### 抜き出した文章
+++
2月15日。私たちは新発田市の市立第一中学校を取材で訪れましたが「ある変化」が起きていました。

この中学校では卒業生がベートーヴェンの交響曲第9番、通称「第九」の一部にあたる「歓喜の歌」を卒業式で披露するのが習わしとなっていました。

一方、去年までの2年間は新型コロナ対策として事前に収録した動画を再生していました。

今年も卒業式での合唱は行いませんが、新型コロナの感染が落ち着いてきたこともあり、在校生に合唱を披露する場が設けられたのです。

在校生へ直接披露するのは3年ぶりです。

卒業生は入学以来、コロナ禍の学校生活を送ってきました。

学びやを巣立つ上級生の迫力ある合唱に、在校生たちからは盛んな拍手が送られました。

この取材の直前、2月10日には政府が学校の卒業式で児童や生徒はマスクを着用しないことを基本とする方針を決定。

これを受けてこの学校でも卒業式で卒業生はマスクを着用しないことにしました。

卒業生
本当は卒業式で合唱を披露したかったけど、きょうのような場を設けてくれてうれしい。後輩たちにはマスク無しで伝統の『第九』を歌ってほしい。

新発田市立第一中学校 萩野喜弘 校長
卒業生の『直接歌を届けたい』という気持ちに応えたかった。この3年間ずっとマスクをしてきたなか、最後はマスク無しで笑顔で卒業してもらいたい。

歌声披露の様子はこちら

高齢者施設では ボランティア受け入れ再開も

「変化」は高齢者施設でも出ていました。

新潟市北区にある特別養護老人ホーム「なぎさの里」では新型コロナの感染拡大以降、生け花などを楽しむ地域のボランティアとの交流活動を中止してきましたが、感染症法上の位置づけを5類にする政府の方針などを受け、今後再開することになりました。ただ、感染症リスクも勘案してカラオケなどどんなことを実施するかは慎重に検討していきたいとしています。

また、国内の感染拡大を受けて去年12月から見合わせていた家族との面会については2月下旬から時間を10分に限って再開し状況を見ながら緩和していきたいとしています。一方、高齢者の健康を守るためマスクの着用は続け、消毒や換気といった基本的な感染対策を徹底したいとしています。

看護主任 林栄美さん

看護主任 林栄美さん
感染対策に関して大きく変わる要素は無く、むしろ施設の外での感染リスクが今後高まると思うので注意していきたい。ただ、地域との交流は利用者の楽しみになっていたので徐々に再開していきたい。

アルビレックスはホーム全席で声出し応援可

サッカーJリーグでは感染対策で制限されていた声を出しての応援が今シーズンからすべての席でできるようになり、収容人数の制限もなくなりました。
+++
コレクションの保存項目:
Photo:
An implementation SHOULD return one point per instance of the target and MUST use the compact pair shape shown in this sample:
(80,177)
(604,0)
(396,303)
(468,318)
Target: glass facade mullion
+++
### 情報をもとに
a) 抜き出した文章について、次の問いに答えてください。
(i) 去年までの2年間、新発田市立第一中学校では新型コロナ対策として何をしていましたか。
(ii) 2月10日に政府が決めた方針は、どのような内容ですか。
(iii) 「なぎさの里」で家族との面会を2月下旬から再開するとき、時間は何分に限られますか。
b) 抜き出した文章の「卒業生は入学以来、コロナ禍の学校生活を送ってきました。」から始まり「で笑顔で卒業してもらいたい。」で終わる部分を、「卒業式」を「修了式」に置き換えて書き直してください。

### 各設問の回答
a)
(i) 事前に収録した動画を再生していました。
(ii) 学校の卒業式で、児童や生徒はマスクを着用しないことを基本とする方針です。
(iii) 10分です。

b)
卒業生は入学以来、コロナ禍の学校生活を送ってきました。

学びやを巣立つ上級生の迫力ある合唱に、在校生たちからは盛んな拍手が送られました。

この取材の直前、2月10日には政府が学校の修了式で児童や生徒はマスクを着用しないことを基本とする方針を決定。

これを受けてこの学校でも修了式で卒業生はマスクを着用しないことにしました。

卒業生
本当は修了式で合唱を披露したかったけど、きょうのような場を設けてくれてうれしい。後輩たちにはマスク無しで伝統の『第九』を歌ってほしい。

新発田市立第一中学校 萩野喜弘 校長
卒業生の『直接歌を届けたい』という気持ちに応えたかった。この3年間ずっとマスクをしてきたなか、最後はマスク無しで笑顔で卒業してもらいたい。